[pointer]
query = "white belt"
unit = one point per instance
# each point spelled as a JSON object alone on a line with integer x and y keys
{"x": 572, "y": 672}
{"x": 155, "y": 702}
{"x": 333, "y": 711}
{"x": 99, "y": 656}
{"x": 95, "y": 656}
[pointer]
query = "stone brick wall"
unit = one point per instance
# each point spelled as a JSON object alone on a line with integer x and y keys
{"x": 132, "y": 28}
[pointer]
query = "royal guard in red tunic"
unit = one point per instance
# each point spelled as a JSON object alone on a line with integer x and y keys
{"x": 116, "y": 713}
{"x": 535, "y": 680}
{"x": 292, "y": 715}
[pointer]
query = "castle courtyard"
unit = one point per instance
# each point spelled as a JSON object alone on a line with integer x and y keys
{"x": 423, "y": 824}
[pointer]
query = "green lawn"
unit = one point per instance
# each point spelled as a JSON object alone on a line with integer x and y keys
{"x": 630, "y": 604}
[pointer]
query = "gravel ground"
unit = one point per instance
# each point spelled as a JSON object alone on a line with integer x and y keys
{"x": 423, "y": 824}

-- TASK TO CARRY OUT --
The count, and nothing else: how many lines of the entries contain the word "query"?

-- RESPONSE --
6